◆ SET EXERCISE ◆
Please put each line of the items below into a Markdown table with two columns, Row for the row number and Line for the line, skipping any blank lines. Leave the pictures out of the table.

------ DATA ROWS ------

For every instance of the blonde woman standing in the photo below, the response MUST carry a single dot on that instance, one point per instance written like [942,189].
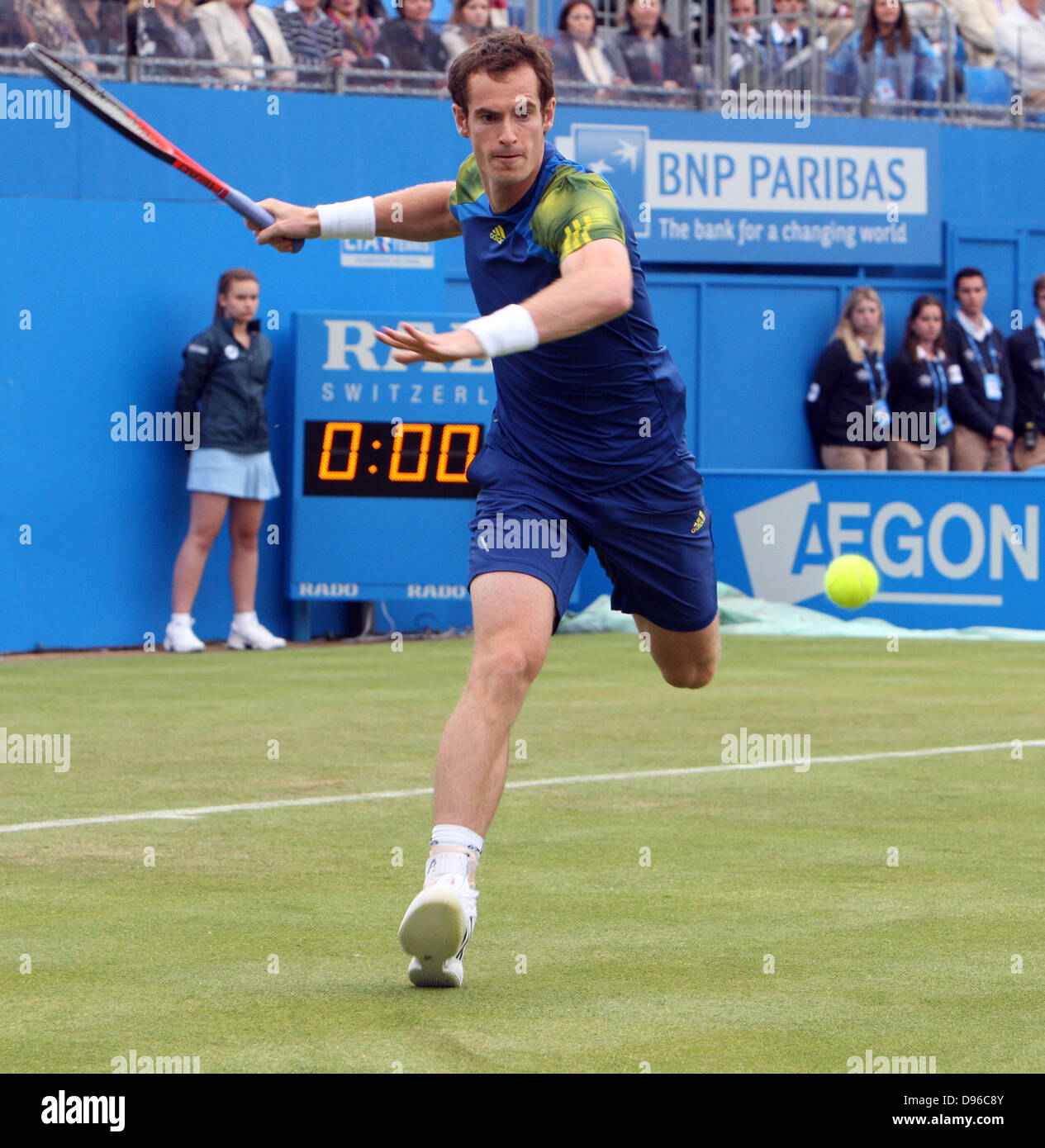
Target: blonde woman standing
[847,403]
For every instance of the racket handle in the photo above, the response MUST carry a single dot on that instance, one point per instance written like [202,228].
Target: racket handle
[255,214]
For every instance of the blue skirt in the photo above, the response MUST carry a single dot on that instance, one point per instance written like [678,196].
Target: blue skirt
[221,472]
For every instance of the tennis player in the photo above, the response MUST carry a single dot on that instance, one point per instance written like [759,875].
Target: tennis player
[586,447]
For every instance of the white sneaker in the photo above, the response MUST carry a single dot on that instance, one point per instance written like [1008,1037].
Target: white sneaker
[180,638]
[435,930]
[254,636]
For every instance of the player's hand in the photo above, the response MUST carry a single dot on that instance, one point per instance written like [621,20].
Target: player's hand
[292,221]
[414,346]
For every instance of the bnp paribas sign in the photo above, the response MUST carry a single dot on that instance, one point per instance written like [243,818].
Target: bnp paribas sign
[773,191]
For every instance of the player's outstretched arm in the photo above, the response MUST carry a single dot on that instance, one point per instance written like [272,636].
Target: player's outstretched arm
[595,288]
[420,214]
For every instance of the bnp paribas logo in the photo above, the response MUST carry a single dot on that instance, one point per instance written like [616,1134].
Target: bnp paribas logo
[618,153]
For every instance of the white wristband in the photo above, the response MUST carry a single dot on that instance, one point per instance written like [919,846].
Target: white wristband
[350,220]
[506,332]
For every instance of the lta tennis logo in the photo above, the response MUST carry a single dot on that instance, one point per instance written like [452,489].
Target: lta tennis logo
[50,103]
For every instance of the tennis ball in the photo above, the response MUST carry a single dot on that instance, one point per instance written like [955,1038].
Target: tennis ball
[851,581]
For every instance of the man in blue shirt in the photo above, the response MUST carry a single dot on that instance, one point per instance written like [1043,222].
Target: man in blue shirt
[586,448]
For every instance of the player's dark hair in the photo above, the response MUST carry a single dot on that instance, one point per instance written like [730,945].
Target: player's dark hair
[662,28]
[233,274]
[900,34]
[968,273]
[911,339]
[564,15]
[495,55]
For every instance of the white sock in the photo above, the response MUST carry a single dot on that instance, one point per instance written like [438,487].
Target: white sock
[455,850]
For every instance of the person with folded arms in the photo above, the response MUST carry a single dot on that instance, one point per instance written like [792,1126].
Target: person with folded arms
[985,403]
[920,376]
[1026,350]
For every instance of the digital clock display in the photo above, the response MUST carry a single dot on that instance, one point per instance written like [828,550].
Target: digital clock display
[391,458]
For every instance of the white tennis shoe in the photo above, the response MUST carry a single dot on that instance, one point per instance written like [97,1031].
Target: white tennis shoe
[180,638]
[253,636]
[435,931]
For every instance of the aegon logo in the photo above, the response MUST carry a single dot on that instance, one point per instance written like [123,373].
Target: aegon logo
[788,539]
[364,348]
[430,591]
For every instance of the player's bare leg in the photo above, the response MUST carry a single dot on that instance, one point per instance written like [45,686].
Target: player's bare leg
[514,615]
[686,660]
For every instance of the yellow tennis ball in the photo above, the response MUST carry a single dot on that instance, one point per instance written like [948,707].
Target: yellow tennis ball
[851,581]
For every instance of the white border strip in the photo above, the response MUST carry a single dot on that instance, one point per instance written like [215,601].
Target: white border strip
[191,814]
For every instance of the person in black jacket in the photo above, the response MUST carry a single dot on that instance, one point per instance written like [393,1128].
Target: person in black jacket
[920,377]
[845,406]
[226,372]
[1026,353]
[985,404]
[410,41]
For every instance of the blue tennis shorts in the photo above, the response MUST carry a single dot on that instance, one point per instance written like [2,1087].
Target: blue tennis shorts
[223,472]
[653,538]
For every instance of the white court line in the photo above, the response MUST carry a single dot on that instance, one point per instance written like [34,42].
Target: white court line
[577,780]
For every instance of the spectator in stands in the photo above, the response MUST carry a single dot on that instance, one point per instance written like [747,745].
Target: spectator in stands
[789,47]
[976,21]
[46,22]
[312,38]
[745,59]
[920,376]
[359,30]
[928,17]
[410,41]
[886,61]
[580,55]
[230,468]
[102,26]
[835,20]
[468,20]
[651,55]
[1027,365]
[985,403]
[246,36]
[847,399]
[165,30]
[1020,46]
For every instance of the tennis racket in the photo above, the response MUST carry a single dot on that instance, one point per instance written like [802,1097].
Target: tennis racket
[133,127]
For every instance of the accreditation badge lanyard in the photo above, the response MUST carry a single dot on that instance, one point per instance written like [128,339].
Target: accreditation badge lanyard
[938,372]
[992,378]
[877,394]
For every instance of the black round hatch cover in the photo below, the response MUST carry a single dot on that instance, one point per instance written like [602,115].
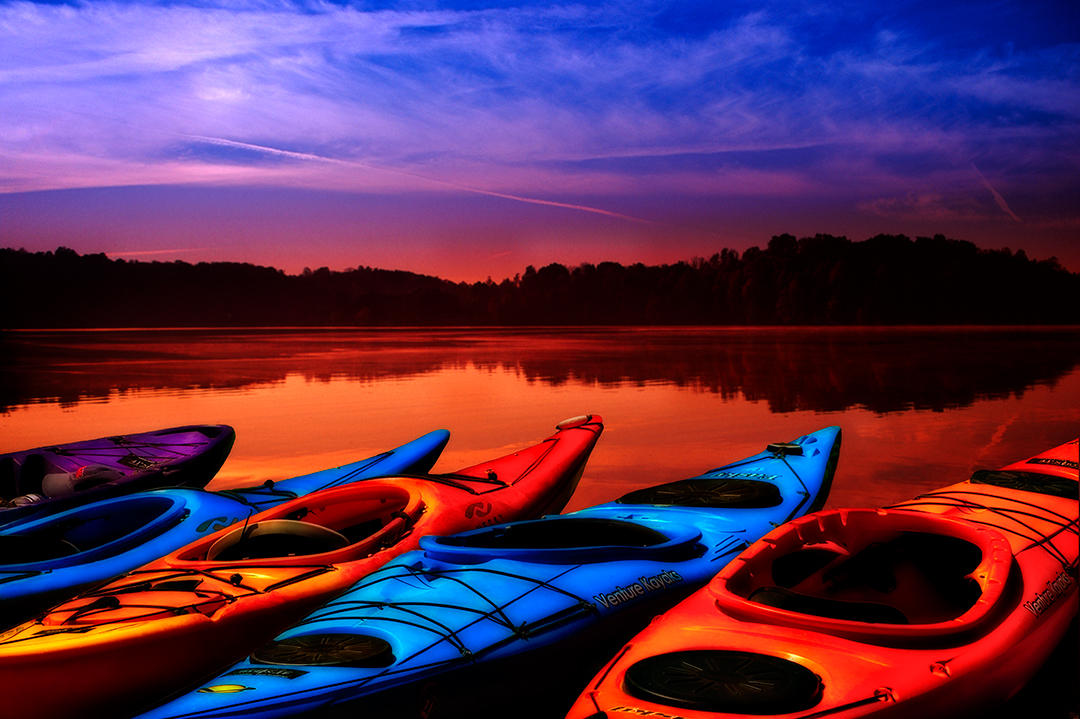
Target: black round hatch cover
[354,650]
[725,681]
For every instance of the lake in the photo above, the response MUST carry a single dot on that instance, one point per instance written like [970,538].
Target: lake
[919,407]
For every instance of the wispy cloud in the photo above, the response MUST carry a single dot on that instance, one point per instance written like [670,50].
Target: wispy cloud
[518,102]
[998,200]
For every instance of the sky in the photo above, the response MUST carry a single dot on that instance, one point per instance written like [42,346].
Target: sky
[468,139]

------

◆ SOLUTION TO THE EXERCISE ◆
| Row | Line |
|---|---|
| 1 | For every instance of the blonde woman standing in the photo below, the response MUST carry a single dot on that instance, one point per instance written like [942,189]. |
| 2 | Target: blonde woman standing |
| 3 | [847,403] |
| 4 | For every instance of the racket handle in the photo above, the response MUST carry a single dot on that instance, one point per instance written like [202,228]. |
| 5 | Target: racket handle |
| 6 | [255,214] |
| 7 | For every instance of the blue skirt in the photo above, the response MUST carry a single dot on that instance, one point per instance written like [678,196]. |
| 8 | Target: blue skirt |
| 9 | [221,472] |
| 10 | For every instance of the tennis player in the photo above, the response MUST carry a single dot on that instance, one point per instance written like [759,875]. |
| 11 | Target: tennis player |
| 12 | [586,447] |
| 13 | For every instance of the white sneaker in the photo above, the response MUST carry a single dot on that instance, one point per instance written like [1008,1037]. |
| 14 | Target: white sneaker |
| 15 | [180,638] |
| 16 | [435,930] |
| 17 | [254,636] |
| 18 | For every instance of the player's hand in the photo above, the response MUST carry a single dot on that instance, one point per instance written like [621,20]. |
| 19 | Target: player's hand |
| 20 | [292,221] |
| 21 | [414,346] |
| 22 | For every instance of the bnp paribas sign in the photo above, the response MUST carry a single dot on that instance, one point per instance written like [243,818]. |
| 23 | Target: bnp paribas sign |
| 24 | [773,191] |
| 25 | For every instance of the player's outstretched arm in the photo above, the response MUST carry a single dot on that instance, one point per instance written like [272,636]. |
| 26 | Target: player's outstretched arm |
| 27 | [595,288] |
| 28 | [420,214] |
| 29 | For every instance of the bnp paribas logo in the photo above, the response MUST carry a single dot on that instance, one point per instance written like [616,1134]. |
| 30 | Target: bnp paribas logo |
| 31 | [618,153] |
| 32 | For every instance of the white wristband in the photo above, the response MUST carry a single dot on that instance, one point per instance written like [919,846]. |
| 33 | Target: white wristband |
| 34 | [350,220] |
| 35 | [506,332] |
| 36 | For every instance of the lta tennis logo in the photo above, the response MUST carry a single dot on that instance, one point per instance written like [452,489]. |
| 37 | Target: lta tennis logo |
| 38 | [50,103] |
| 39 | For every instance of the tennis ball in the photo above, the response MUST carry a single dot on that instance, one point per instance written like [955,1038]. |
| 40 | Target: tennis ball |
| 41 | [851,581] |
| 42 | For every instance of the man in blue shirt in the photo above, the response MUST carry a single dot on that instance, one point per instance written like [1043,222]. |
| 43 | Target: man in blue shirt |
| 44 | [586,448] |
| 45 | For every instance of the player's dark hair in the photo above, the response MUST carry a single dot on that instance, one point per instance written like [730,945]. |
| 46 | Target: player's dark hair |
| 47 | [662,28] |
| 48 | [233,274] |
| 49 | [900,34] |
| 50 | [968,273] |
| 51 | [911,339] |
| 52 | [564,15] |
| 53 | [495,55] |
| 54 | For every instance of the white sock in the photo above, the response MUST carry a single dot on that instance, one point per instance written like [438,487]. |
| 55 | Target: white sock |
| 56 | [455,850] |
| 57 | For every instance of the person with folded arms in the photo above, the response MUST carry a single dot on that instance, one point per instance written like [792,1126]. |
| 58 | Target: person with folded arms |
| 59 | [985,403] |
| 60 | [920,376] |
| 61 | [1026,350] |
| 62 | For every instance of the digital clock display in the photo above, the response MUST carry a single dot on that instance, one point per instance written like [828,550]. |
| 63 | Target: digital clock display |
| 64 | [391,458] |
| 65 | For every instance of the white tennis shoe in the photo above, the response MUST carry a single dot on that instance, one point per instance written like [97,1031]. |
| 66 | Target: white tennis shoe |
| 67 | [180,638] |
| 68 | [253,636] |
| 69 | [435,931] |
| 70 | For every instance of the aegon logo in the photo above, the response MUST carry a single dot on that instance, one point per instance written like [123,373]. |
| 71 | Target: aegon logo |
| 72 | [788,539] |
| 73 | [364,348] |
| 74 | [430,591] |
| 75 | For every instance of the player's bare leg in the photo above, the response MUST carry a single dot on that instance, one point per instance written like [45,686]. |
| 76 | Target: player's bare leg |
| 77 | [514,615] |
| 78 | [686,660] |
| 79 | For every instance of the yellow tennis ball in the photo above, the response MUST carry a single dot on that instance, one point per instance written like [948,707]. |
| 80 | Target: yellow tennis ball |
| 81 | [851,581] |
| 82 | For every instance of the white border strip in the photo above, the response MUST carry a single dot on that instance, one point per instance written like [215,601]. |
| 83 | Target: white border strip |
| 84 | [191,814] |
| 85 | For every instance of the person in black jacket in the photo above, the response MUST carry a single dot on that instance, one point per instance written like [393,1128]. |
| 86 | Target: person in black jacket |
| 87 | [920,377] |
| 88 | [845,406] |
| 89 | [226,372] |
| 90 | [1026,353] |
| 91 | [985,404] |
| 92 | [410,41] |
| 93 | For every instance of the blue tennis shorts in the photo above, the response MUST carry a single dot on that instance, one point per instance written like [2,1087]. |
| 94 | Target: blue tennis shorts |
| 95 | [223,472] |
| 96 | [653,538] |
| 97 | For every instance of the white court line in the photo above, the response MUST carry a single dot on that instance, one point per instance written like [34,42]. |
| 98 | Target: white court line |
| 99 | [577,780] |
| 100 | For every instance of the spectator in stands in the photo above, the response MUST carry a single dot on that instance, one point per instance written like [747,745]. |
| 101 | Target: spectator in stands |
| 102 | [789,47] |
| 103 | [976,21] |
| 104 | [46,22] |
| 105 | [312,38] |
| 106 | [745,59] |
| 107 | [920,376] |
| 108 | [359,30] |
| 109 | [928,17] |
| 110 | [410,41] |
| 111 | [886,61] |
| 112 | [580,55] |
| 113 | [230,468] |
| 114 | [102,26] |
| 115 | [835,20] |
| 116 | [468,20] |
| 117 | [651,55] |
| 118 | [1027,365] |
| 119 | [985,403] |
| 120 | [246,36] |
| 121 | [847,399] |
| 122 | [165,30] |
| 123 | [1020,46] |
| 124 | For every instance of the tennis racket in the photo above, the response MUST carry a single dot on that instance, one point per instance written like [802,1097]. |
| 125 | Target: tennis racket |
| 126 | [133,127] |
| 127 | For every instance of the accreditation badge lanyard in the photo above, the response MUST carry a single dot on that instance, one point per instance written like [128,339]. |
| 128 | Target: accreditation badge lanyard |
| 129 | [938,372] |
| 130 | [992,378] |
| 131 | [877,394] |
| 132 | For every instance of the black round hatch cover in the photo below, the response MUST carry a single dot on that instance, one point per instance written like [602,115]. |
| 133 | Target: black round hatch cover |
| 134 | [354,650] |
| 135 | [725,681] |
| 136 | For every instance of the lake in the photo above, the response MUST carry a single dot on that instance, one point per instance written like [970,538]. |
| 137 | Target: lake |
| 138 | [919,407] |
| 139 | For every instance of the wispy cloud in the photo above, the response MUST carry a single dot on that instance, one point per instance written like [670,50]. |
| 140 | Target: wispy cloud |
| 141 | [518,102] |
| 142 | [998,200] |
| 143 | For every instance of the sky in the photo above, the response MUST carry a single dot on that instance, one point per instance written like [42,346]. |
| 144 | Target: sky |
| 145 | [468,139] |